Instructions to follow – Copy exactly the lines of the data below that run from the line holding "[locate] residential house" through the line holding "[locate] brown shingle", both ends included.

Study material –

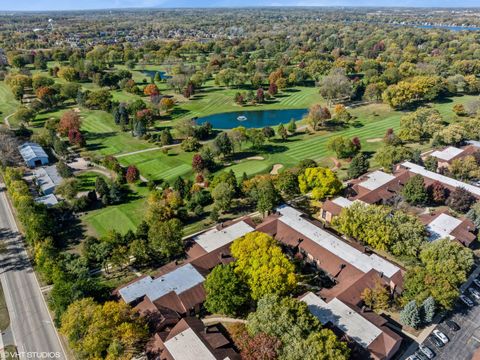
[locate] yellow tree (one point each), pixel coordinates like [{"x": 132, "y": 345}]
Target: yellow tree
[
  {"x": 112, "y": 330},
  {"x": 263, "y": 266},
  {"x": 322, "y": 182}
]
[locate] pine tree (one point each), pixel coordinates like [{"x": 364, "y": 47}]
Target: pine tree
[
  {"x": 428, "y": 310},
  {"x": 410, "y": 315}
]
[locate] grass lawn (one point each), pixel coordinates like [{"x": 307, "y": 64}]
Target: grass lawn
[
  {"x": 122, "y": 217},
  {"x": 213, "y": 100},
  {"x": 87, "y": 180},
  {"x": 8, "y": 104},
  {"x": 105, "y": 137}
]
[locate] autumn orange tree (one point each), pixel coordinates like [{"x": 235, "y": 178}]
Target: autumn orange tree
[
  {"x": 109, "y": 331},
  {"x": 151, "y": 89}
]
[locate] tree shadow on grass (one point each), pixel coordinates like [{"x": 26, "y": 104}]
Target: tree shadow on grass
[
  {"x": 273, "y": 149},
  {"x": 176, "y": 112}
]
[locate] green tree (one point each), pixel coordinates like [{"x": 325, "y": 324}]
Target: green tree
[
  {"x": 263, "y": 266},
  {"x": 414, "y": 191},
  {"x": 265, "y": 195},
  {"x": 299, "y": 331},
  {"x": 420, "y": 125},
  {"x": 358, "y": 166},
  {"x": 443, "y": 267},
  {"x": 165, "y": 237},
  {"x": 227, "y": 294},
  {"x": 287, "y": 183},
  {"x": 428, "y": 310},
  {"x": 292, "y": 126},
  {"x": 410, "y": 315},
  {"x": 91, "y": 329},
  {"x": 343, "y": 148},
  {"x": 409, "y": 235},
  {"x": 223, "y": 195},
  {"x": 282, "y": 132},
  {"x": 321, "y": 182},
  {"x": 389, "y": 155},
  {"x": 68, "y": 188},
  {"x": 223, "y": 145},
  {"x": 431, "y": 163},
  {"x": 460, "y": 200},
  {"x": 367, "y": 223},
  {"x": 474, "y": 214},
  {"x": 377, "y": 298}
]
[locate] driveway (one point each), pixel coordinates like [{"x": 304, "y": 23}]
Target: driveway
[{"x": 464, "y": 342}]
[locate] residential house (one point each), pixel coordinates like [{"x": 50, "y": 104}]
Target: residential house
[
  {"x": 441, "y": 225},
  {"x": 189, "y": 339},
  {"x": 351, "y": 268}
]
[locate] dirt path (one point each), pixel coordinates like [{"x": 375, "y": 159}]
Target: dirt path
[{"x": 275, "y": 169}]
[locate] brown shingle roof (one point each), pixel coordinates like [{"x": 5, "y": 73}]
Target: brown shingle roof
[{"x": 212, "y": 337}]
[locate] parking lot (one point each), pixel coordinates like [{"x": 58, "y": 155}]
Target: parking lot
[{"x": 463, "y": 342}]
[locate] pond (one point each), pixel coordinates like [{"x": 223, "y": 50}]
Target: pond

Answer below –
[locate] residential house (one point each), pixel coordinates like [{"x": 50, "y": 104}]
Target: residential house
[
  {"x": 441, "y": 225},
  {"x": 189, "y": 339},
  {"x": 351, "y": 268}
]
[locate] dirt path (one point each), pixel coordinates like [{"x": 375, "y": 159}]
Target: dirt path
[{"x": 275, "y": 169}]
[locate] brown shingle roof (one point each), pixel coordinates like [{"x": 5, "y": 73}]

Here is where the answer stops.